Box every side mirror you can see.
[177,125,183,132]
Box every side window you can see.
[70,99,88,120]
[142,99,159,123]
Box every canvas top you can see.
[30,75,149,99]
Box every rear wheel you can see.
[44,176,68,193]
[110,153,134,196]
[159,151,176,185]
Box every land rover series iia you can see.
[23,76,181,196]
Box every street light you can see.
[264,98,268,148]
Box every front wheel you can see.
******
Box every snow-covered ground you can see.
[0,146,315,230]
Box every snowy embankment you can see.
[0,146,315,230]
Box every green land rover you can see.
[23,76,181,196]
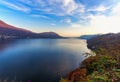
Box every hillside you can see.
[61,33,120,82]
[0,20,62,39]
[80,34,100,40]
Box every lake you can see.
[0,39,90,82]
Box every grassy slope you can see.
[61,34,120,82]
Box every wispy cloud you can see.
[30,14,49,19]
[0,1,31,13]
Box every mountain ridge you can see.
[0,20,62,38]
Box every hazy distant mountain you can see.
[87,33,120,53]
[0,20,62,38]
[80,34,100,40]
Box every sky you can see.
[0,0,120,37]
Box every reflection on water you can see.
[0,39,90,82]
******
» **The task**
Gather every line from the records above that contains the word "wheel".

» **Response to the exercise**
Box every rear wheel you can see.
Box every front wheel you can see.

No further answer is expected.